WHAT YOU HAVE TO DO
Starting at the line that contains "Each instance receives exactly one keypoint. Mark the two-story" and ending at the end of the records below, write out every line again and raise each point coordinate in the answers by 145. Leave the pictures out.

::::

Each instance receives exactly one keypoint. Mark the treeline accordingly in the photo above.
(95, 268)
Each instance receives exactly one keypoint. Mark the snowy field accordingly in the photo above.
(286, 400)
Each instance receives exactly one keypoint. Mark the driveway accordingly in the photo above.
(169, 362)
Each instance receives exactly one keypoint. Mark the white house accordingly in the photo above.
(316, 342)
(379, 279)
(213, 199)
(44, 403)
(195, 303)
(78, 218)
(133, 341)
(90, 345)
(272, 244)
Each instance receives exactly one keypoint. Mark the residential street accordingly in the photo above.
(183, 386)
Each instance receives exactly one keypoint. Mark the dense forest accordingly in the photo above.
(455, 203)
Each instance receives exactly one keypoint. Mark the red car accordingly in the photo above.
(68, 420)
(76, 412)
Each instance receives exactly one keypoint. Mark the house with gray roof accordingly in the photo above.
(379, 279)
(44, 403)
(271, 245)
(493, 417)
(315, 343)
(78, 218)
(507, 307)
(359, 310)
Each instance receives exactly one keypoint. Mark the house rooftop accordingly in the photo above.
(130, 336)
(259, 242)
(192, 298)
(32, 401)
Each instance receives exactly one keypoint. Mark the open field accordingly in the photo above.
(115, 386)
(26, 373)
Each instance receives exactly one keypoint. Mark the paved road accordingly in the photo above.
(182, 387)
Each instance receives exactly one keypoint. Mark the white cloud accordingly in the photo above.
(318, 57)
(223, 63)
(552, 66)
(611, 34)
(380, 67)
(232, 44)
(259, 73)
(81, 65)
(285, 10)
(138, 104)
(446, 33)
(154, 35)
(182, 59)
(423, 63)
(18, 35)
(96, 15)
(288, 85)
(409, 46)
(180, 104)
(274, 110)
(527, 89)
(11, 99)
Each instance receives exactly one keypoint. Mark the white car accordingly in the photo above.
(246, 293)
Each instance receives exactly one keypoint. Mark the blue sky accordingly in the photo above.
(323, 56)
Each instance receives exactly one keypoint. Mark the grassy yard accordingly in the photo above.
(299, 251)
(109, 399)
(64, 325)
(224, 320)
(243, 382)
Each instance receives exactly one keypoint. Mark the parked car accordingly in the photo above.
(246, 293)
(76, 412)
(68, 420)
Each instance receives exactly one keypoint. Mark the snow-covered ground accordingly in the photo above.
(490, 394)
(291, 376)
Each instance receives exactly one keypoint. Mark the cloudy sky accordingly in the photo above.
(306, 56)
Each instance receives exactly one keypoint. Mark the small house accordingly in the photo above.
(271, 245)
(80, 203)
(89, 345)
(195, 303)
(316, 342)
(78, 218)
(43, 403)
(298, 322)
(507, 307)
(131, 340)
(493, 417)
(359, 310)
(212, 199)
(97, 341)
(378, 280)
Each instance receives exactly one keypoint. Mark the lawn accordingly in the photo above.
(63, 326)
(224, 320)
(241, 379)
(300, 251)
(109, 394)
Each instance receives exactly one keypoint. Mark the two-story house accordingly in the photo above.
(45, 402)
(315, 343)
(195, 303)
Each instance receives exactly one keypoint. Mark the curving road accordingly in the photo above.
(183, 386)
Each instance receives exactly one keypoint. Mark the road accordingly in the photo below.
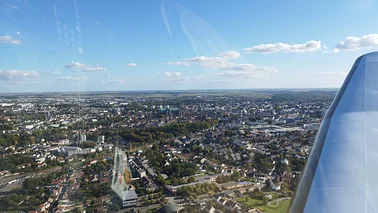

::::

RESPONSE TO THE EXERCISE
Each instance receives exactly one keypoint. Mark the two-story house accordingly in the photo above.
(190, 547)
(460, 488)
(340, 448)
Each instance receives exactly one keypoint. Mark the curving road accordingly in the photo above.
(328, 531)
Each instance receives exactly one keypoint. Mark the road accordingly in the photo below.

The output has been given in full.